**抜粋本文:**
小学校のうちに知っておきたい故事成語の第53回は「南船北馬」です。

 

南船北馬

 

南船北馬」の読み方

なんせんほくば

 

南船北馬」の意味

絶えず各地にせわしく旅行すること。東奔西走。(広辞苑

 

南船北馬」の使い方

先考の深く中華の文物を憬慕(けいぼ)せらるるや、南船北馬その遊跡十八省に遍(あまね)くしてなお足れりとせず。(永井荷風『来青花』1918年)
 

南船北馬」の語源・由来

南船北馬」の出典は、『淮南子(えなんじ)』「齊俗(せいぞく)訓」です。

 

是以人不兼官、官不兼事、
士農工商、鄉別州異
・・・(中省)・・・
是以士無遺行、農無廢功、
工無苦事、商無折貨、
各安其性、不得相干
・・・(中省)・・・
各有所宜、而人性齊矣。
胡人便於馬、越人便於舟
異形殊類、易事而悖、
失處而賤、得勢而貴。

 

【読み下し文】

是(ここ)を以て、人は官を兼ねず、官は事を兼ねず、
士・農・工・商、郷別(きょうべつ)に州異にす。
・・・(中省)・・・
是を以て、士に遺行(いこう)無く、農に廢功(はいこう)無く、
工に苦事(くじ)無く、商に折貨(せっか)無く、
各(おのおの)其の性に安んじ、相(あひ)干(おかす)を得ず。
・・・(中省)・・・
各(おのおの)宜(よろ)しき所有りて、人の性は齊(ひと)し。
胡人(こじん)は馬を便(べん)とし、越人(えつじん)は舟を便とす
形を異にし類を殊(こと)にするもの、事を易(か)ふれば而(すなは)ち悖(もと)り、
處(ところ)を失へば而ち賤(いや)しく、勢(いきほひ)を得れば而ち貴し。

 

【現代語訳】

一人の者は二つの官職を兼ねることはせず、一つの官職は二つの仕事を兼ねることはせず、
士農工商それぞれに区別があった。

コレクションから取った項目:
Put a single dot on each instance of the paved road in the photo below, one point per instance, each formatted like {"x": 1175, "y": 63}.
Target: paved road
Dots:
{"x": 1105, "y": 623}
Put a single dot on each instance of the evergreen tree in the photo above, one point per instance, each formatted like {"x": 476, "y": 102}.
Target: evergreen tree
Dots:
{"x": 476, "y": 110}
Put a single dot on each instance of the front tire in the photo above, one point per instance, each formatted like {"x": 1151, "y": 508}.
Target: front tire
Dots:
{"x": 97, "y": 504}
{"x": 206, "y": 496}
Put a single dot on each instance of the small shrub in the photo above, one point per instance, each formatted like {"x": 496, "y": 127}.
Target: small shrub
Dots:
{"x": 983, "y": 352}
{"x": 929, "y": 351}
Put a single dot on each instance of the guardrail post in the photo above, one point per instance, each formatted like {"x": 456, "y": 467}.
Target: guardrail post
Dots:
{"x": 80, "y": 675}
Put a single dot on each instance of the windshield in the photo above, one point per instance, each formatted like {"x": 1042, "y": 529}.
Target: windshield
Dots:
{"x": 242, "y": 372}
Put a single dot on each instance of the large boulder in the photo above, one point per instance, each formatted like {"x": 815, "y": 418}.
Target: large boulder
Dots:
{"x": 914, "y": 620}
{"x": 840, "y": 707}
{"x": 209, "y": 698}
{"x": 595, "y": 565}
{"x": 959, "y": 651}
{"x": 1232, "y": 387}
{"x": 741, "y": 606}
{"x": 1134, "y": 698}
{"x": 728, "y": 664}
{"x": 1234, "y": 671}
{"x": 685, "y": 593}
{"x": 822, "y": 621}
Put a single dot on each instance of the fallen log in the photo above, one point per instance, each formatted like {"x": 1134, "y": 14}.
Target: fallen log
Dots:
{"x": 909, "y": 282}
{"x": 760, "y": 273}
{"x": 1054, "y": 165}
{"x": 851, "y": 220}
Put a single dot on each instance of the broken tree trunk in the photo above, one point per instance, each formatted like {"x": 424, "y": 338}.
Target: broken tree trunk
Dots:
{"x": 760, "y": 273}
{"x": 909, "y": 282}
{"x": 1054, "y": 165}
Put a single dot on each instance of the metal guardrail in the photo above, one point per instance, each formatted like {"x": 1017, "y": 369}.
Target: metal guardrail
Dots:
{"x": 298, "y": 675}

**指示:**
南船北馬の解説について答えよ。
(a) 「南船北馬」の読み方は何か。
(b) 出典として挙げられている書名と篇名は何か。
(c) 使い方の例文は、どの作品の何年のものか。
項目は使わなくてよい。

**回答:**
(a) なんせんほくば
(b) 『淮南子』「齊俗訓」
(c) 永井荷風『来青花』、1918年